### Task statement
Go through the entries and tally the lines containing the word "tree". Only the total is wanted.
= Beginning of Section =
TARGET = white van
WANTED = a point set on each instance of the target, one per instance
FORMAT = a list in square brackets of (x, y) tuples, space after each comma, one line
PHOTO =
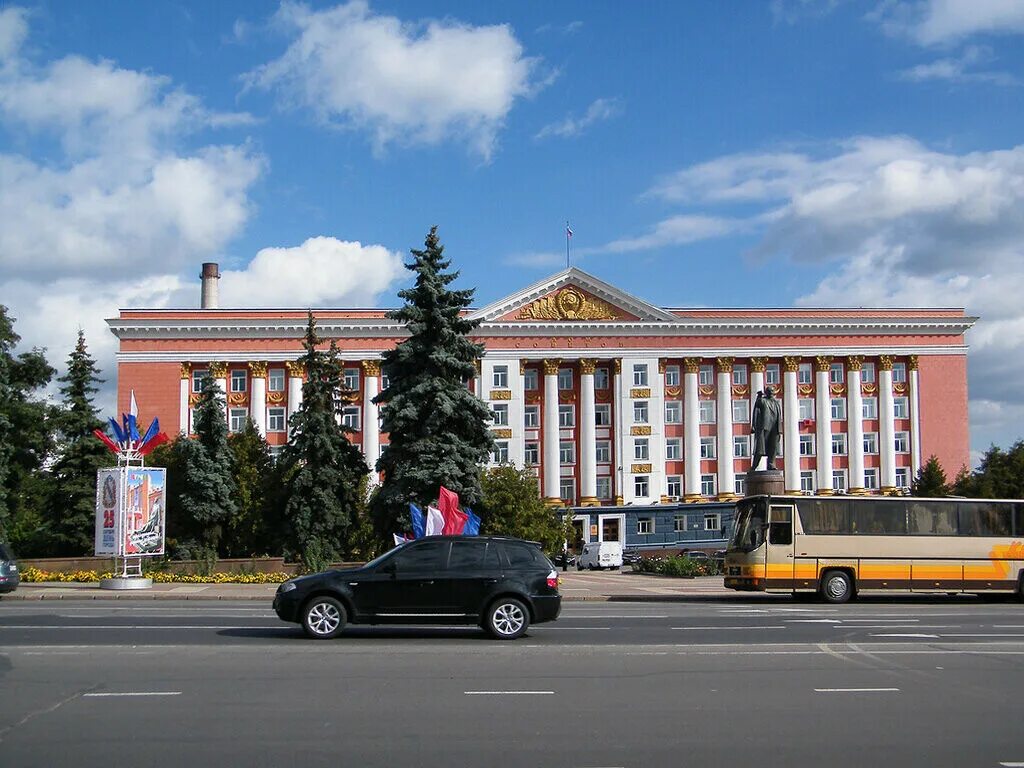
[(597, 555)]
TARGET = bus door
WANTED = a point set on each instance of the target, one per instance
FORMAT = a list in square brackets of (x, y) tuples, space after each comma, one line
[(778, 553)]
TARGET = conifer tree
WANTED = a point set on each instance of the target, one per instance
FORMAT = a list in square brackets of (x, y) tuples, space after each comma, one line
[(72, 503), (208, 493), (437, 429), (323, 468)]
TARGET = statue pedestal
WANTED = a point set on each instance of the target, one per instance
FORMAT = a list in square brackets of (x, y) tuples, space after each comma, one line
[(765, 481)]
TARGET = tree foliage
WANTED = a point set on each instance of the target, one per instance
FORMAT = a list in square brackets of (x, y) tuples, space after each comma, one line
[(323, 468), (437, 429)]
= End of Section =
### Completed task
2